#### Material provided ####
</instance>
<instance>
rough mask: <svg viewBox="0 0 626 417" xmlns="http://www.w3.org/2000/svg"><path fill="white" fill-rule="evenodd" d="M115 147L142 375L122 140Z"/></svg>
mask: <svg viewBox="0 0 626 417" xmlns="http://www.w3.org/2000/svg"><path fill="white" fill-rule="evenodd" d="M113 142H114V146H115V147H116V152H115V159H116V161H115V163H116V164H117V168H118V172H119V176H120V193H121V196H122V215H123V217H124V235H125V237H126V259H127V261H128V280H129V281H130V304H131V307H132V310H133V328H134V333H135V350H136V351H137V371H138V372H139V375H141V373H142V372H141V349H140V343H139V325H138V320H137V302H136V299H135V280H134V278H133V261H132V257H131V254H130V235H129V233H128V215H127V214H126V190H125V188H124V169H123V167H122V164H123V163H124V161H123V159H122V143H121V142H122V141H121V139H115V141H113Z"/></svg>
####
#### Material provided ####
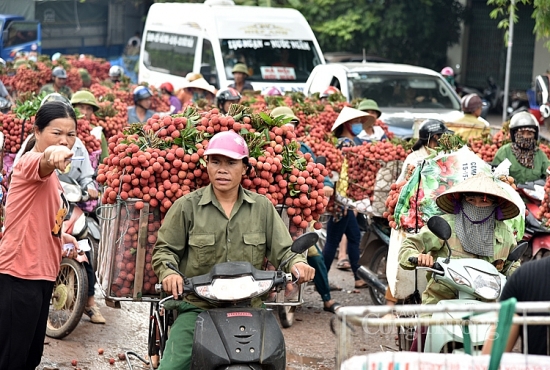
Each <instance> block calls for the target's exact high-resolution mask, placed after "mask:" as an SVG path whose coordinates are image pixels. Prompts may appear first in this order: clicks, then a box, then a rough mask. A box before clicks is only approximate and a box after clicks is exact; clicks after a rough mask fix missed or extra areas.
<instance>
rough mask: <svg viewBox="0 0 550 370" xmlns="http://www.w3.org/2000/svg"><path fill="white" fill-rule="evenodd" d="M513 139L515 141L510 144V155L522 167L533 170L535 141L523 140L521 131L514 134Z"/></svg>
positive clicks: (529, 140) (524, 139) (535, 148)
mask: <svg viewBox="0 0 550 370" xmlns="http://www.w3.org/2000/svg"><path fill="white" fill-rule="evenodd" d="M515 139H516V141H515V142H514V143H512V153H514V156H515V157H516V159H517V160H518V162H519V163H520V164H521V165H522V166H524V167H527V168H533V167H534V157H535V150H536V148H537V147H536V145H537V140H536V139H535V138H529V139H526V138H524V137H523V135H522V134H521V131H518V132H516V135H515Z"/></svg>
####
- [Job]
Recast the lines from the one containing "Each <instance> block" up to and including the one containing "positive clicks: (529, 140)" as a Markdown table with the columns Row and Line. Number each row, and omit blank lines.

- [Exercise answer]
| Row | Line |
|---|---|
| 1 | Each <instance> block calls for the target's exact high-resolution mask, placed after "mask:" as an SVG path whose coordinates are image pixels. Prompts may appear first in this order: clicks, then a box, then a rough mask. A box before clicks is only approximate and a box after clicks is exact; clicks after a rough mask fix missed or extra areas. |
| 2 | <instance> |
| 3 | rough mask: <svg viewBox="0 0 550 370" xmlns="http://www.w3.org/2000/svg"><path fill="white" fill-rule="evenodd" d="M513 139L515 141L510 144V155L522 167L533 170L535 141L523 140L521 131L514 134Z"/></svg> |
| 4 | positive clicks: (529, 140) (524, 139) (535, 148) |